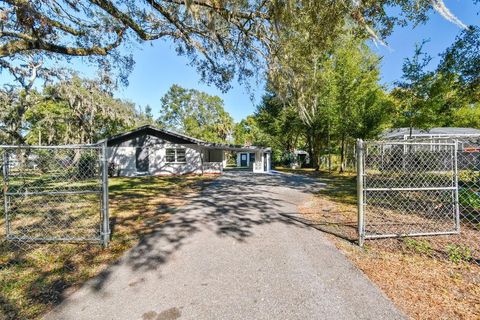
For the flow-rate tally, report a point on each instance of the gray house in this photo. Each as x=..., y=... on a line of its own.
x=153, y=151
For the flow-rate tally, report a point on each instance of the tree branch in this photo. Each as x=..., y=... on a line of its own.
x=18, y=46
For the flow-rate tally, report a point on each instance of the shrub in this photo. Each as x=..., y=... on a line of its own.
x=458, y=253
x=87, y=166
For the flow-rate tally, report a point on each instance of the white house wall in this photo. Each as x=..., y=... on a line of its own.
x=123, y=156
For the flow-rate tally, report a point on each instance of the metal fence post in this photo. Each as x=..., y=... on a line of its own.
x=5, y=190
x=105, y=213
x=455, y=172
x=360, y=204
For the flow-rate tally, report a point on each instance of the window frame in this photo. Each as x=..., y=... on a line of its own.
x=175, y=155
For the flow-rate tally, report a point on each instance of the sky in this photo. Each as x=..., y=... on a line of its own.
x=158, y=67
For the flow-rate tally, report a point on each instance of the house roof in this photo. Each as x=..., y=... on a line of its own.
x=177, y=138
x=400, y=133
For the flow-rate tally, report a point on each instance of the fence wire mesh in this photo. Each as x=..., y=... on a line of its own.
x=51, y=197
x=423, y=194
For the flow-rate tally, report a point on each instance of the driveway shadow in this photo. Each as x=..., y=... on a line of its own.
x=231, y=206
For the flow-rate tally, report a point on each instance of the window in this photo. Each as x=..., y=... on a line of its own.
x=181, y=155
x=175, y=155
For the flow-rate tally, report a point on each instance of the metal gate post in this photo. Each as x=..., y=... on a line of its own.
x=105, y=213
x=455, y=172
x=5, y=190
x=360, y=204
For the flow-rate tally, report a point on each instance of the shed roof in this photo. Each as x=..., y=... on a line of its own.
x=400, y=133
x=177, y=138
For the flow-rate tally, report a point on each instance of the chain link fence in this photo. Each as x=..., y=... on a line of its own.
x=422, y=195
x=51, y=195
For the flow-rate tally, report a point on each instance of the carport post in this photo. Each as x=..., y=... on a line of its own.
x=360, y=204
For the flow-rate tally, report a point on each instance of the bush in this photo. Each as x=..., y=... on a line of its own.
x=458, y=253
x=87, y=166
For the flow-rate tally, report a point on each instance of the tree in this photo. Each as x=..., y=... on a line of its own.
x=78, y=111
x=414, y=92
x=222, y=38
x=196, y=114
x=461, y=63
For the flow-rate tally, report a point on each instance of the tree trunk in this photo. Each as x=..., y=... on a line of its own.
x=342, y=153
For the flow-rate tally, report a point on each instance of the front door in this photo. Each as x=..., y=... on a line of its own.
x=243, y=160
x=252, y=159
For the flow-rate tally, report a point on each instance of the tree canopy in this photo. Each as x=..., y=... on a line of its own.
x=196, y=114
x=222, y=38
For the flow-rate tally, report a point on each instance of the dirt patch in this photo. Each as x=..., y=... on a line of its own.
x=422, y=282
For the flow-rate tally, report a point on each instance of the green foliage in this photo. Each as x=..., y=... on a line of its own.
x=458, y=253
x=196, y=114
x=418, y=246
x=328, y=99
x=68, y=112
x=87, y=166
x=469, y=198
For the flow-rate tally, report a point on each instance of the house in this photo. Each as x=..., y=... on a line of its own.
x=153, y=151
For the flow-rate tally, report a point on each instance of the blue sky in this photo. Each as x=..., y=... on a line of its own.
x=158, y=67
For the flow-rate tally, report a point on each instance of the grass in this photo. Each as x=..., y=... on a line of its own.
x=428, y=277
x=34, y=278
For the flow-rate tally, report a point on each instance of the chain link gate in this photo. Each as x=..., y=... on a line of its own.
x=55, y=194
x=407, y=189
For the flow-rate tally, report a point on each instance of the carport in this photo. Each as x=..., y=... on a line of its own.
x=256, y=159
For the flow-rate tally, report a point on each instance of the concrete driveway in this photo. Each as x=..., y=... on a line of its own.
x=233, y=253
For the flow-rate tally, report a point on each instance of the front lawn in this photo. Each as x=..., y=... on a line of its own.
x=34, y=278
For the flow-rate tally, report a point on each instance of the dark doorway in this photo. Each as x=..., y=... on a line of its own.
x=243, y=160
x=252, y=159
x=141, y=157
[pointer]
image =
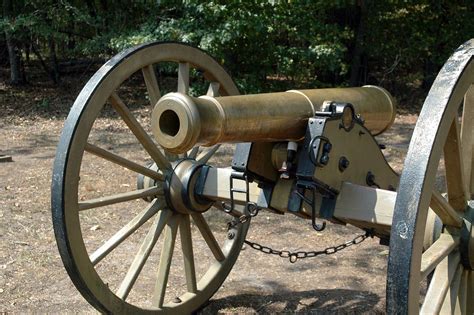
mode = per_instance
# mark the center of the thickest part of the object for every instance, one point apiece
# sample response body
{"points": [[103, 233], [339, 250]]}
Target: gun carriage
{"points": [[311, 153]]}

########

● **Exercise requirements**
Nothing but the lines from the one containing "chain link gate" through the end of the listing is to be output, and those lines are to be output exactly, pictures excluded.

● **Solution for this exercise**
For the flow-rate tally, report a point on each instance of the chain link gate in this photo. Each as x=..., y=... on a line of its own.
x=55, y=194
x=407, y=189
For the flow-rate tally, report a point on each instance of the carport in this photo. Each as x=..., y=... on a line of its own.
x=256, y=159
For the flow-rate tally, report a point on each instance of the concrete driveway in this photo. Each as x=..., y=... on a line of its own.
x=233, y=253
For the flow-rate tally, report a point on each instance of the front lawn in this photo. Each as x=..., y=... on a line of its own.
x=34, y=278
For the flow-rate tally, report a point on each instance of the dark doorway in this photo. Each as x=..., y=... on a line of its own.
x=243, y=160
x=252, y=159
x=141, y=157
[pointer]
image =
mode = per_instance
# mark the center of the thickest part of the object for every instance, one point apiece
# sample response body
{"points": [[103, 233], [339, 250]]}
Target: gun carriage
{"points": [[311, 153]]}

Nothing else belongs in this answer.